WORK TO COMPLETE: Render the listing lines starting at the line that contains "target: **flower vase**" and ending at the line that contains "M 60 111 L 62" as a Markdown table with the columns n and Line, omitting any blank lines.

Picture region annotation listing:
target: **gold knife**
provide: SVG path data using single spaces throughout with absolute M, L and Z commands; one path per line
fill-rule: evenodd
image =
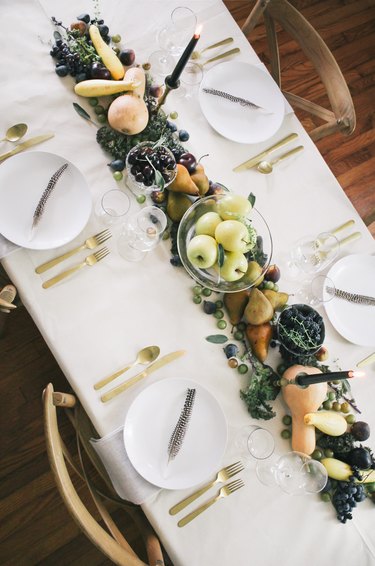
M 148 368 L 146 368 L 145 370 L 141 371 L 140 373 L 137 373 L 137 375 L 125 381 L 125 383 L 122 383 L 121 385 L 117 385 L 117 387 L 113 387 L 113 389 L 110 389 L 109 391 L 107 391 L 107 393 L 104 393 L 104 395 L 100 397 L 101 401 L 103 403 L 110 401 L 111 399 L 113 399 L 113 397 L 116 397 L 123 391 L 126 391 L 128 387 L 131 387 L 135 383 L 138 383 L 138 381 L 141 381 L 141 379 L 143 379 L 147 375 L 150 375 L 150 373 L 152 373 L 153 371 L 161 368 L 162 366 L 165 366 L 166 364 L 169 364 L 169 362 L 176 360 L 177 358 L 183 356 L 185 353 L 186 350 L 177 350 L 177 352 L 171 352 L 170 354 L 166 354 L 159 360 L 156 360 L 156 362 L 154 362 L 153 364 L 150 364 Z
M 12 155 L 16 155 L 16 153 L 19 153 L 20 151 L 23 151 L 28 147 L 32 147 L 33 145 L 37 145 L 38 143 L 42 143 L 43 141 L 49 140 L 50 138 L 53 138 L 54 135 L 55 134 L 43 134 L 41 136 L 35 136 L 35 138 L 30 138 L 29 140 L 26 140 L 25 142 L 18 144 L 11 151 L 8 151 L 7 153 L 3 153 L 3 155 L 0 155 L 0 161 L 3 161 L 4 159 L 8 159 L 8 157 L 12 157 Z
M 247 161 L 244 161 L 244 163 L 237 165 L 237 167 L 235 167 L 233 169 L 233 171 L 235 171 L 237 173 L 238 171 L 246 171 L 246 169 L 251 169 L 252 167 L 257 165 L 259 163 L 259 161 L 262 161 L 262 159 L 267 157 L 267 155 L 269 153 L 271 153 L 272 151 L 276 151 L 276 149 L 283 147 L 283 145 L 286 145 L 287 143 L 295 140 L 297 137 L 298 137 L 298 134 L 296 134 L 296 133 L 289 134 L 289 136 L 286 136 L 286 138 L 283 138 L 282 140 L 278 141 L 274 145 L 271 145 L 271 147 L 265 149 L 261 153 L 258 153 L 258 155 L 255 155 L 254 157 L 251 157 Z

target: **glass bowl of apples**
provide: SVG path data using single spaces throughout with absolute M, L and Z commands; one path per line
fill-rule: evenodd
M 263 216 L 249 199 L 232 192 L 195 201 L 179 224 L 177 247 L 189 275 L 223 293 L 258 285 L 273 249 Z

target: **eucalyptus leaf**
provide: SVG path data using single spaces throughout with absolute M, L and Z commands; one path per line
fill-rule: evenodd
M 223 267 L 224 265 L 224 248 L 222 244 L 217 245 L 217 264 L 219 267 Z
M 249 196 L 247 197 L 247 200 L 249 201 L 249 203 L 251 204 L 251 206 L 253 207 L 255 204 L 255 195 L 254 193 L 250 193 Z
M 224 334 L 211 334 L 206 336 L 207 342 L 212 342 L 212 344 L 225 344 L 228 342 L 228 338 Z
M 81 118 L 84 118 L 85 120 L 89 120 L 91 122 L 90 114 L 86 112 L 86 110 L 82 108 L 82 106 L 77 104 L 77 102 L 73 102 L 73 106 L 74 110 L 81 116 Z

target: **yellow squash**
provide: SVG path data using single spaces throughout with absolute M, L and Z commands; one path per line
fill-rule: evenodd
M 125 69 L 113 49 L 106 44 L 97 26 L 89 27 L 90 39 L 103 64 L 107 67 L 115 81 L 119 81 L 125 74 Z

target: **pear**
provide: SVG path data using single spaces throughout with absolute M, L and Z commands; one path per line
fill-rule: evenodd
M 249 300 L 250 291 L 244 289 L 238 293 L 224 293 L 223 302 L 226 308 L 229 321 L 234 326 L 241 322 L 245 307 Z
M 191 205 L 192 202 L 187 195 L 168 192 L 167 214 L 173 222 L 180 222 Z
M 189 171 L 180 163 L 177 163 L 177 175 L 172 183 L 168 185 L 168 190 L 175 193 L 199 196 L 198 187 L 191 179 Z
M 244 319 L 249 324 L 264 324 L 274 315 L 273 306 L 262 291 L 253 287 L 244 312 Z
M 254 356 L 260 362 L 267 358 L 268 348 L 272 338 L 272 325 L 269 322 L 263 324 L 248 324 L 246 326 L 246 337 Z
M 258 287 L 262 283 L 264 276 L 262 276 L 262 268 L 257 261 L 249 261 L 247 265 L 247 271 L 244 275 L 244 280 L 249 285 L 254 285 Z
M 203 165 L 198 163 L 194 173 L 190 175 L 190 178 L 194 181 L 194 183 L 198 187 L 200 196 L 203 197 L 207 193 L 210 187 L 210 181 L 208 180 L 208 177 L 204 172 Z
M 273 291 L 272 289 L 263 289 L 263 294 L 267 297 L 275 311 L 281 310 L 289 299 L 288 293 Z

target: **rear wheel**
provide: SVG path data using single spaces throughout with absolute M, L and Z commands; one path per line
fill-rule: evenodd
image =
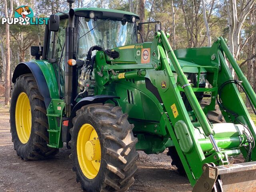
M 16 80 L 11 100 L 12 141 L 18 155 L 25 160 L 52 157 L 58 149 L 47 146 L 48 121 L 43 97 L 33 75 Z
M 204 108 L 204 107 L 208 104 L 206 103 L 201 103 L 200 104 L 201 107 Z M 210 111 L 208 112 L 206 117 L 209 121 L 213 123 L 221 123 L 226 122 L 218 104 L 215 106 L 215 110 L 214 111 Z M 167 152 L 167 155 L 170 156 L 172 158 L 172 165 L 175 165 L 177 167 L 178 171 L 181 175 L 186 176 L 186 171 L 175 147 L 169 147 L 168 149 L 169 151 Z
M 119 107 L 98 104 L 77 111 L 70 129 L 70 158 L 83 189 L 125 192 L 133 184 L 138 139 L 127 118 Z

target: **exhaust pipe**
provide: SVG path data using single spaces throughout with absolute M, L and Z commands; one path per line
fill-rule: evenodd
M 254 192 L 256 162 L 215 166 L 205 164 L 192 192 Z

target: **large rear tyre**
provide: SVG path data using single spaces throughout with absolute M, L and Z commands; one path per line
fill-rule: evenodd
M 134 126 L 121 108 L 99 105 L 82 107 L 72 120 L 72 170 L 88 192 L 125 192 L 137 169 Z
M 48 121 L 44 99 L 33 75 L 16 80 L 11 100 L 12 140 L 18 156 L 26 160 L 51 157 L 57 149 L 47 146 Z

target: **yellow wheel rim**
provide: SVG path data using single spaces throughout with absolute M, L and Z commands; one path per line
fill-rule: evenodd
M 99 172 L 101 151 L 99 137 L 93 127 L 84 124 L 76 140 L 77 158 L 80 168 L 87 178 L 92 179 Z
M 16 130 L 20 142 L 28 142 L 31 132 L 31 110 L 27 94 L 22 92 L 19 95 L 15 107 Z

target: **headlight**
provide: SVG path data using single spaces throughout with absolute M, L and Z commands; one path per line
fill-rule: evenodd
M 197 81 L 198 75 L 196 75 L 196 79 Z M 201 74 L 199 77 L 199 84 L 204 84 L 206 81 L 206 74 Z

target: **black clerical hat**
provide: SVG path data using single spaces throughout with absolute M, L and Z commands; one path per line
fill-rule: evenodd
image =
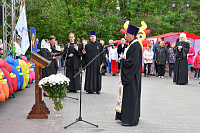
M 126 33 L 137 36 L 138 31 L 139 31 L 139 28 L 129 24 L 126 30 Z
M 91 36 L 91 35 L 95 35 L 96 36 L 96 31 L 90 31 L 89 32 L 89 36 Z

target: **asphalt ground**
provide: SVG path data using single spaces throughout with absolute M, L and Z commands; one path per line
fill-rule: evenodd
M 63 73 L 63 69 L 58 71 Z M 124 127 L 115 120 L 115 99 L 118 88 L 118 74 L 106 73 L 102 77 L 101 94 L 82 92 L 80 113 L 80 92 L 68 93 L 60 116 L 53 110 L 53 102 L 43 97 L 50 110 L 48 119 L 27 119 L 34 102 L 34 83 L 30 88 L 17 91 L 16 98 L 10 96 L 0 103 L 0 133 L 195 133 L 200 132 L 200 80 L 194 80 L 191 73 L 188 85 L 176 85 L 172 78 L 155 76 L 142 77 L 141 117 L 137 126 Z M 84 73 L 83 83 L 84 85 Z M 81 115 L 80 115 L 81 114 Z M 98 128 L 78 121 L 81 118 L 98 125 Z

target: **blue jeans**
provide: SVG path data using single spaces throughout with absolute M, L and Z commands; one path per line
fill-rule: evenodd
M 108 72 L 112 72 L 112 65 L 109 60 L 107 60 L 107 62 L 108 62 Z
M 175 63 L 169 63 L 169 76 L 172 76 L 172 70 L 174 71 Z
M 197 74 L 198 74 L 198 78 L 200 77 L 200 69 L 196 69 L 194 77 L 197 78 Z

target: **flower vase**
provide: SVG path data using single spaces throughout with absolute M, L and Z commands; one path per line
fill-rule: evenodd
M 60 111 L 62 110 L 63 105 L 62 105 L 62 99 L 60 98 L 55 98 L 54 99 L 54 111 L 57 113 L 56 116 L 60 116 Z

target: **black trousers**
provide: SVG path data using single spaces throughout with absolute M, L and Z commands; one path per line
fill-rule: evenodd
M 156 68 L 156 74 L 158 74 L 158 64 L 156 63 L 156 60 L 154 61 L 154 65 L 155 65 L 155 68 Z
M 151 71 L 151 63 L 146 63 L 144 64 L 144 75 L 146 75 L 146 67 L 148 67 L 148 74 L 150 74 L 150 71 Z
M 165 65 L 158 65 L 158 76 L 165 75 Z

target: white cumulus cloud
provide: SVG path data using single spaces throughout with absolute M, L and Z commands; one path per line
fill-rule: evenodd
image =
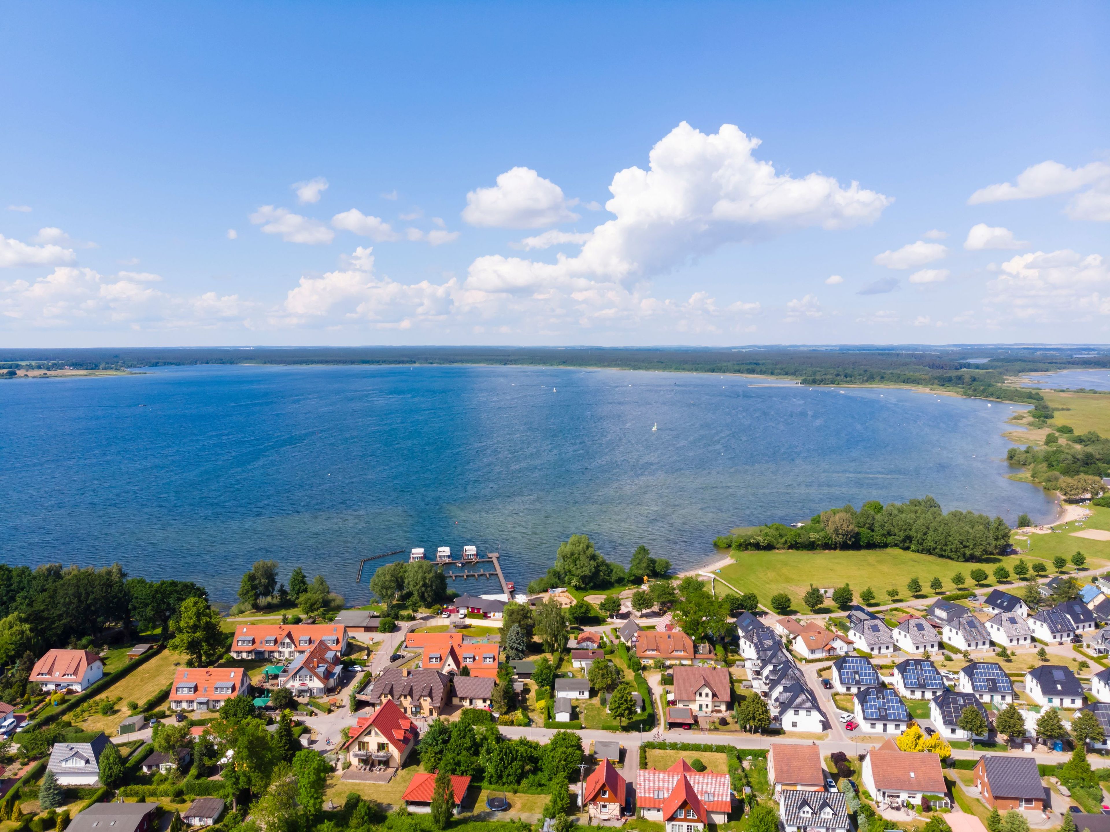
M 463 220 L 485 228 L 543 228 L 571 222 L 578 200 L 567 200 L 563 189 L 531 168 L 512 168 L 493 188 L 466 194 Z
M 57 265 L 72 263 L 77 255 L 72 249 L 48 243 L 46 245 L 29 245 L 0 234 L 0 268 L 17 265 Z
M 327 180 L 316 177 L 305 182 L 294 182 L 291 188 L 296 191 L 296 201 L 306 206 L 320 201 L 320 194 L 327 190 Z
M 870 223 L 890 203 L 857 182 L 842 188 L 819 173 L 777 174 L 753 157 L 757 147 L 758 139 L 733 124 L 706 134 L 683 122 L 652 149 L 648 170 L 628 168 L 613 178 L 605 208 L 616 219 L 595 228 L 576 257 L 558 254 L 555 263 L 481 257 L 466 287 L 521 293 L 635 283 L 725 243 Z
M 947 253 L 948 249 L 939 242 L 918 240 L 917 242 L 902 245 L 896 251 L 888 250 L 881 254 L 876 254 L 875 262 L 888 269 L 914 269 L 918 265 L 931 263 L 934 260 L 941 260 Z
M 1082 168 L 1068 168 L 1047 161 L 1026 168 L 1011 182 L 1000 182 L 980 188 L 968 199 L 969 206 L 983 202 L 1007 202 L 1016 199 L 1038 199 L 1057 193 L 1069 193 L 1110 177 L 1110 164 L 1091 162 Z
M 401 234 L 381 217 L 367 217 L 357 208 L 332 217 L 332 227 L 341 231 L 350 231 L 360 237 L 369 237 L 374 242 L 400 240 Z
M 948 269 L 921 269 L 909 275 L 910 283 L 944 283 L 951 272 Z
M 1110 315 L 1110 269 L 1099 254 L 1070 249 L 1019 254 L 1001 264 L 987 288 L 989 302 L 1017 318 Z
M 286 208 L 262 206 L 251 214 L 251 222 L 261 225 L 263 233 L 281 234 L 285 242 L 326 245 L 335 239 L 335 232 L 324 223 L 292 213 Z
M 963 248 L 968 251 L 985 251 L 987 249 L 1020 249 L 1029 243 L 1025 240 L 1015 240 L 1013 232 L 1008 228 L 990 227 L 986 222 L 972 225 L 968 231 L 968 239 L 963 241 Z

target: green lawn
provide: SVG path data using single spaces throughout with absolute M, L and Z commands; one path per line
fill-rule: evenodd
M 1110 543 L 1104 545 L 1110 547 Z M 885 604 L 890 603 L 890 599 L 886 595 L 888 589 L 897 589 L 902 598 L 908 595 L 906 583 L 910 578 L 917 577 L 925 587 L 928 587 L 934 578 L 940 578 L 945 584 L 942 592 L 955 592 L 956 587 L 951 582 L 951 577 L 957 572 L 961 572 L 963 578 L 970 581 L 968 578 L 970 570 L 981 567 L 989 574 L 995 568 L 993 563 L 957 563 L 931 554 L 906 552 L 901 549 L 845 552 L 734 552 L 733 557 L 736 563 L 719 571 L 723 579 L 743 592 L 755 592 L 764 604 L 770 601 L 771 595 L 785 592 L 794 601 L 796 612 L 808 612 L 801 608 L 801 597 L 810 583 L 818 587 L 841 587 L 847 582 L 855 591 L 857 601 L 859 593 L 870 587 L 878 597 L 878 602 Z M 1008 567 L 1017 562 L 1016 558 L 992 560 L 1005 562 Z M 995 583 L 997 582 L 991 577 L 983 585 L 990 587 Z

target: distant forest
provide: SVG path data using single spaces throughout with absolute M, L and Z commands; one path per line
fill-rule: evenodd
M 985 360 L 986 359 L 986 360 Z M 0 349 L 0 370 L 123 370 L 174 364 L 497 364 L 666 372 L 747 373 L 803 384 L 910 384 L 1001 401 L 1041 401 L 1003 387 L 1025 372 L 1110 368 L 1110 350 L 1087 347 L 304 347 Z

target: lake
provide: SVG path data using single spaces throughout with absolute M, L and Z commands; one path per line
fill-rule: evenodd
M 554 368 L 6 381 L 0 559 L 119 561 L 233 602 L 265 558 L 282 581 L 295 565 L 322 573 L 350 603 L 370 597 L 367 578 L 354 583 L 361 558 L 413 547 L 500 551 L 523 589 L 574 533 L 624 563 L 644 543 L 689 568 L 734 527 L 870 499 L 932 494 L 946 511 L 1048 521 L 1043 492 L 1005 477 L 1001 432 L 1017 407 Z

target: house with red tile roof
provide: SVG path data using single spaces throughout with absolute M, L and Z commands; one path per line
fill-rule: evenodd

PROBLEM SOLUTION:
| n | Line |
|---|---|
| 1 | target: **flower vase** |
| 2 | provide: SVG path data using single spaces throughout with absolute M, L and Z commands; one path per line |
| 3 | fill-rule: evenodd |
| 4 | M 60 111 L 62 110 L 63 105 L 62 105 L 62 99 L 60 98 L 55 98 L 54 99 L 54 111 L 57 113 L 56 116 L 60 116 Z |